*Stated exercise:*
Filter the rows below and copy every line that contains the word "spectator". Matching is case-sensitive.

*Excerpts of pointing data:*

=-=-=

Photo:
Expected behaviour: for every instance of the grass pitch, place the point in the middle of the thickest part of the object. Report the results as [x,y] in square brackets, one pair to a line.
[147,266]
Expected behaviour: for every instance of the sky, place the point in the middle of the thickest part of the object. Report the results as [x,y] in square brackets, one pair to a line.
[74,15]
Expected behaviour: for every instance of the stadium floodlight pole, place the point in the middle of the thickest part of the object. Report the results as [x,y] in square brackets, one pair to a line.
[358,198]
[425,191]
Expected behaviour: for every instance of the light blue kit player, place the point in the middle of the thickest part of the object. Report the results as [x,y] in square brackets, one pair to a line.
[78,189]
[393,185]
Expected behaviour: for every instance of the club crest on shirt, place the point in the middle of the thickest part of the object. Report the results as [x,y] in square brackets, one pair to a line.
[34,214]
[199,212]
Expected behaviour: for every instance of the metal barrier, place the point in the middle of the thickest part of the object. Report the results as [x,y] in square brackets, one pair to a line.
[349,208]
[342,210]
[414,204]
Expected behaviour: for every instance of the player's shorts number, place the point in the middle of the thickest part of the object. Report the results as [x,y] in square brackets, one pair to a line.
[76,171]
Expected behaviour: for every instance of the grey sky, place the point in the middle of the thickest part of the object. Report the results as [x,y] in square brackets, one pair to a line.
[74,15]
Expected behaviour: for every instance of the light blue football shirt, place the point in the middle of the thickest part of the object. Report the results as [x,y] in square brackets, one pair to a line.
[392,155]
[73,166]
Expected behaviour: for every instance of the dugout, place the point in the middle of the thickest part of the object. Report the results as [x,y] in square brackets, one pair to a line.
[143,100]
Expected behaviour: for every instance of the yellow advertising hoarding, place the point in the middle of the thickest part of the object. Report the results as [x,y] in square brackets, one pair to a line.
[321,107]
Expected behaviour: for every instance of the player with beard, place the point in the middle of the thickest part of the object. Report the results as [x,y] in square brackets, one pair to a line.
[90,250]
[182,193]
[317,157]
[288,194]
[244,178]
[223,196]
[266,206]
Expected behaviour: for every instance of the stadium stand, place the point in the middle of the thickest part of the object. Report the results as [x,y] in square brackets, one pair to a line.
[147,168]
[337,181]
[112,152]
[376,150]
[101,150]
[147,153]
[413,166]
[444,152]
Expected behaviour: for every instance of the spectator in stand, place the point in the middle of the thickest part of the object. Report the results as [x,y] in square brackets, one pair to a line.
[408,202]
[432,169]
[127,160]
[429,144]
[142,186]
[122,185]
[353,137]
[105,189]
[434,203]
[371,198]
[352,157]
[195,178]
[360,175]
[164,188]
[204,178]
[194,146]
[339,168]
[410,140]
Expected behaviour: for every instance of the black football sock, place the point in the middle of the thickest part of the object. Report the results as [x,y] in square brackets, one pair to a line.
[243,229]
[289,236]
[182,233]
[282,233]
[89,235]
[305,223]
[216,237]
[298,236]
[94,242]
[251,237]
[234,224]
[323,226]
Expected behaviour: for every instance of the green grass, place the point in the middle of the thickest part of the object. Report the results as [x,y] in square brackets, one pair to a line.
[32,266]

=-=-=

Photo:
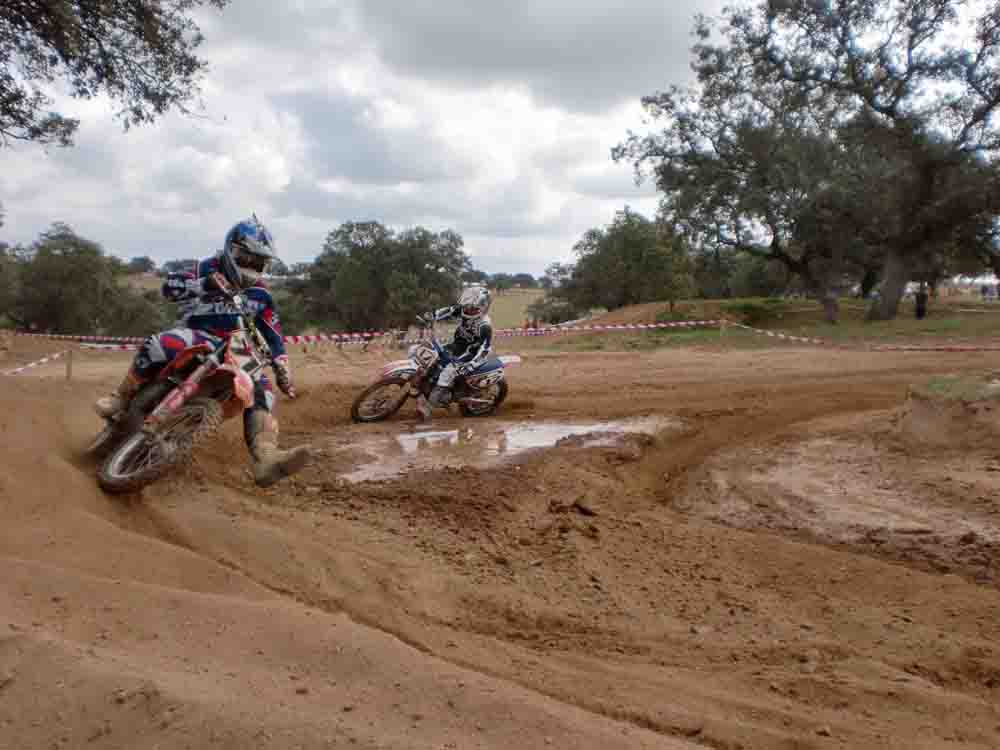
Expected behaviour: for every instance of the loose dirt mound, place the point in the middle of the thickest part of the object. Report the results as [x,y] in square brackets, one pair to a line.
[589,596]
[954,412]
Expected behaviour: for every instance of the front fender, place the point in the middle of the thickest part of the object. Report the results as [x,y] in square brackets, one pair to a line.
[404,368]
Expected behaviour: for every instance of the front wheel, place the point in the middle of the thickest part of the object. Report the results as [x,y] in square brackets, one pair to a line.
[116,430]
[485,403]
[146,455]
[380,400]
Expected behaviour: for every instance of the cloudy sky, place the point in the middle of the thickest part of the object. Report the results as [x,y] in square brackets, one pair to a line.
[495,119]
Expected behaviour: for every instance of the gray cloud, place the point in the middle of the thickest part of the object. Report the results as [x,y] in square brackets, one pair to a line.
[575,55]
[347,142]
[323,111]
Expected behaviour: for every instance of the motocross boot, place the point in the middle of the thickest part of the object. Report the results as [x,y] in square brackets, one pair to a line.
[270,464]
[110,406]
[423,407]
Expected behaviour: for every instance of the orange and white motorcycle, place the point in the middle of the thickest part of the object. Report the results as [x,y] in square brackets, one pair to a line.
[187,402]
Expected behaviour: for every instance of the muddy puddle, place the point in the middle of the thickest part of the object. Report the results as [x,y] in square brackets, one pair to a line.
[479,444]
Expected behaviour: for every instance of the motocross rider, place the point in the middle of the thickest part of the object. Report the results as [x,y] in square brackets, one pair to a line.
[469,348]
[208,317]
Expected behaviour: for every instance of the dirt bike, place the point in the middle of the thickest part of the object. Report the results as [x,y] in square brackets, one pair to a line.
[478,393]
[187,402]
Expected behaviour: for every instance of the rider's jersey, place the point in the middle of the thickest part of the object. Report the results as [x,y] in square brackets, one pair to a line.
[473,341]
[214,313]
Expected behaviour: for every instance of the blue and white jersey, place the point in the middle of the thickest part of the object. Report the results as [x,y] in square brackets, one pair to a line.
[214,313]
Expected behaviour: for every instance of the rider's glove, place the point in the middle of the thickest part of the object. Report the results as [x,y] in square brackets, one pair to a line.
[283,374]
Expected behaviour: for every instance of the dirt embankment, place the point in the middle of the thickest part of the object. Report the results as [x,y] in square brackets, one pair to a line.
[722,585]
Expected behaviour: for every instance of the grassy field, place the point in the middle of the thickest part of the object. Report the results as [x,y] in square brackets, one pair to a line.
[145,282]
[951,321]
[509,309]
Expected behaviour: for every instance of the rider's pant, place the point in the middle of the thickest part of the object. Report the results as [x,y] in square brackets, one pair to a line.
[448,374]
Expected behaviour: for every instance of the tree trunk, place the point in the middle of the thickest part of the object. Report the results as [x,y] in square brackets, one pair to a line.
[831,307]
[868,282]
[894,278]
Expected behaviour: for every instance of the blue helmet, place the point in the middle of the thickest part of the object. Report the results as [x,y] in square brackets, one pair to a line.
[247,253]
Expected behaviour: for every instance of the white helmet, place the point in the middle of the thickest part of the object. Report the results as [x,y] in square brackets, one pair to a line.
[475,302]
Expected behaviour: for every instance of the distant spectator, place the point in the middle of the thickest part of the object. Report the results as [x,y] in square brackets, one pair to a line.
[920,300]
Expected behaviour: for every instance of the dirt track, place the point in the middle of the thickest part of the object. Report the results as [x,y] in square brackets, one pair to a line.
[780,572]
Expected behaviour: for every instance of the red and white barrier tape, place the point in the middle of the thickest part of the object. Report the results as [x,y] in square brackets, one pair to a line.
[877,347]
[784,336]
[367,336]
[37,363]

=-=-=

*Solution to this exercise:*
Expected behaviour: for every instance of the spectator in stand, place the point in the middle of the thickest part of the object. Report the results as [x,y] in square brackets, one pair to a line.
Expected behaviour: for every instance of the distant spectator, place the point in the middle of the thickest part of the object. Report the results as [x,y] in square brackets, one pair to a line.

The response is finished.